* Text segment
------

All of that is going to lead people to come back to work and therefore fill that gap between supply and demand– not just on the good side, but also on the wages side. And therefore, we think that CPI basically will probably come back to sort of the 3% level by March next year, and then maybe even further to the 2% level by the end of next year.
So we think it’s temporary, like the Fed does as well. That’s really key. Is the Fed going to stick to that view? And we think they– we think they will. The market seems to be a bit more confident about this as well. You’ve seen rate hike expectations come down, and you’ve seen long-term inflation expectations come down as well. So whilst it is a very important data point tomorrow, it will probably still be a temporary phenomenon.
AKIKO FUJITA: And, Willem, on the policy front, you’ve got the G7 Leaders Summit coming up. Of course, last weekend, we got those headlines from the finance ministers meeting in agreeing to at least have a floor on global corporate taxes. What are you expecting in terms of the Leader’s Summit and any headlines that you think could potentially move the market?
WILLEM SELS: Yeah, so the market has not reacted too much to the G7 sort of agreement around that 15%, probably because it was something, of course, a topic that we knew they were going to talk about. Secondly, they still need to negotiate quite a lot with the G20 and then the OECD countries– the devil is in the detail. And then I do think that it will have an effect on individual companies.
So sometimes the work of an analyst is potentially even more important than that of a strategist or a CIO. The other thing to watch is what is happening to sort of the general tone of global collaboration between the US and other countries around the world– and in particular, around the topic of sustainability.
Lots of countries have promised a lot. Is there going to be more promises cemented into real action? So that will be something to watch as well.
AKIKO FUJITA: Willem Sels, HSBC Private Banking and Wealth Management Chief Investment Officer.

------

* What the exercise asks
Please copy word for word the part of the interview transcript that opens with the words containing "So sometimes the" and closes with "topic of sustainability.". The data after the interview transcript has no connection to it.

* Source material
------

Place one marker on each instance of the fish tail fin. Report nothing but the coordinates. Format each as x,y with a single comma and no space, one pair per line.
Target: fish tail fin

------

* In response
So sometimes the work of an analyst is potentially even more important than that of a strategist or a CIO. The other thing to watch is what is happening to sort of the general tone of global collaboration between the US and other countries around the world– and in particular, around the topic of sustainability.